Other forms include temporary first-person narration as a story within a story, wherein a narrator or character observing the telling of a story by another is reproduced in full, temporarily, and without interruption shifting narration to the speaker. The first-person narrator can also be the focal character.

==Styles==
With a first-person narrative it is important to consider how the story is being told, i.e., is the character writing it down, telling it out loud, thinking it to themselves? And if they are writing it down, is it something meant to be read by the public, a private diary, or a story meant for one other person? The way the first-person narrator is relating the story will affect the language used, the length of sentences, the tone of voice, and many other things. A story presented as a secret diary could be interpreted much differently than a public statement.

First-person narratives can tend towards a stream of consciousness and interior monologue, as in Marcel Proust's In Search of Lost Time. The whole of the narrative can itself be presented as a false document, such as a diary, in which the narrator makes explicit reference to the fact that he or she is writing or telling a story. This is the case in Bram Stoker's Dracula. As a story unfolds, narrators may be aware that they are telling a story and of their reasons for telling it. The audience that they believe they are addressing can vary. In some cases, a frame story presents the narrator as a character in an outside story who begins to tell their own story, as in Mary Shelley's Frankenstein.

**Data section:**
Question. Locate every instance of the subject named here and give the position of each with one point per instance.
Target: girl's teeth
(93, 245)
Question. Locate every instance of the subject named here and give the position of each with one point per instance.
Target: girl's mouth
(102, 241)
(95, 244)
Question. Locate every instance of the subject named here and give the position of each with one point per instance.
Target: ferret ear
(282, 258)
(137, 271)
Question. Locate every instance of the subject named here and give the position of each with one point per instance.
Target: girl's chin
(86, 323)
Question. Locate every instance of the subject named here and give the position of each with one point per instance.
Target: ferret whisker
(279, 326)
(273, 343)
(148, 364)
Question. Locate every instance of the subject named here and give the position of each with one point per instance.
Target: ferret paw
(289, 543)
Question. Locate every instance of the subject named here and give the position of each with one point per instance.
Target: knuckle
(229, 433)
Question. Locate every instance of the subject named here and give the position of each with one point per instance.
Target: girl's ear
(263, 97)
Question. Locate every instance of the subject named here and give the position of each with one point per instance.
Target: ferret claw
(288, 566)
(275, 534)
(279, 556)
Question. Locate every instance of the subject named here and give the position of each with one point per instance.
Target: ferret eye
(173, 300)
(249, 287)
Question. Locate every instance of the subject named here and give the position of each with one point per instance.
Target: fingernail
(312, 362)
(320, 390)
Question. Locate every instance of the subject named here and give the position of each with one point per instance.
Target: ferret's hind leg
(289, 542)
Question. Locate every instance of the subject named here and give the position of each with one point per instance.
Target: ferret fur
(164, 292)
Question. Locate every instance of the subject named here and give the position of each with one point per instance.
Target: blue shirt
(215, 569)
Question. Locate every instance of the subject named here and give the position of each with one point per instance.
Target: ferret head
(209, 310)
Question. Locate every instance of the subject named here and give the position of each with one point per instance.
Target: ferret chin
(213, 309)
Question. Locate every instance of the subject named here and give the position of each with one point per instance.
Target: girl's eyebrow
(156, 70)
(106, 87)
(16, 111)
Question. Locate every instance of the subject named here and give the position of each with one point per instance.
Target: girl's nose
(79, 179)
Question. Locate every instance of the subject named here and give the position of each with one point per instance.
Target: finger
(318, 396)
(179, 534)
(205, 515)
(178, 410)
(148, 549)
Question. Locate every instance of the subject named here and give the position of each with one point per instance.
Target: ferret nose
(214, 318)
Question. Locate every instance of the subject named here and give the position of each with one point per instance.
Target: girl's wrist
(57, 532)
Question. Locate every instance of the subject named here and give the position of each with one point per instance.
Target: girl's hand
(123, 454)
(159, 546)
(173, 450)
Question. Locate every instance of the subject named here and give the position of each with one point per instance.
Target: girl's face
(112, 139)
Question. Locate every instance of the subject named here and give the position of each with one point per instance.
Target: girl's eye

**Required tasks:**
- 1) In the text on first-person narrative, which novel is named as an example of a narrative presented as a false document?
- 2) Reproduce the part of the text on first-person narrative that begins at the words "Other forms include" and stops after "a public statement.".

**Answers for this exercise:**
- 1) Bram Stoker's Dracula.

- 2)
Other forms include temporary first-person narration as a story within a story, wherein a narrator or character observing the telling of a story by another is reproduced in full, temporarily, and without interruption shifting narration to the speaker. The first-person narrator can also be the focal character.

==Styles==
With a first-person narrative it is important to consider how the story is being told, i.e., is the character writing it down, telling it out loud, thinking it to themselves? And if they are writing it down, is it something meant to be read by the public, a private diary, or a story meant for one other person? The way the first-person narrator is relating the story will affect the language used, the length of sentences, the tone of voice, and many other things. A story presented as a secret diary could be interpreted much differently than a public statement.